• WORK INSTRUCTIONS
Can you give back everything from the line containing "In this photo, each instance of the vacant" down to the last row, changing "vacant lot" to "empty lot" and leaving the rest untouched?

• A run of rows
━━━━━━━━━━━━━━━━

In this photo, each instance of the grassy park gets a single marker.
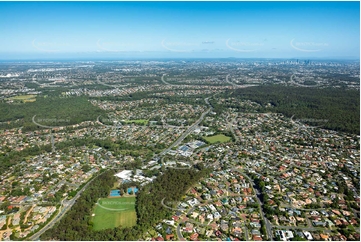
(114, 212)
(220, 138)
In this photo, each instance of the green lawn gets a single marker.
(114, 212)
(221, 138)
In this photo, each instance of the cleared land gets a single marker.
(24, 98)
(137, 121)
(221, 138)
(114, 212)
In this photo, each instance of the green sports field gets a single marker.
(114, 212)
(221, 138)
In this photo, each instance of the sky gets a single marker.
(179, 30)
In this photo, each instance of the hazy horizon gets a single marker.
(103, 30)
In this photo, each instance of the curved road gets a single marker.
(61, 213)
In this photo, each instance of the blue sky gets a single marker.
(180, 29)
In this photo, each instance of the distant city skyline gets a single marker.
(56, 30)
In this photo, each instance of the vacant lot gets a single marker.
(24, 98)
(114, 212)
(137, 121)
(221, 138)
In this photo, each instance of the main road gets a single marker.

━━━━━━━━━━━━━━━━

• EXERCISE RESPONSE
In this photo, each instance of the empty lot gets a single marker.
(24, 98)
(114, 212)
(137, 121)
(221, 138)
In this photo, each instance of the main road gets a single marker.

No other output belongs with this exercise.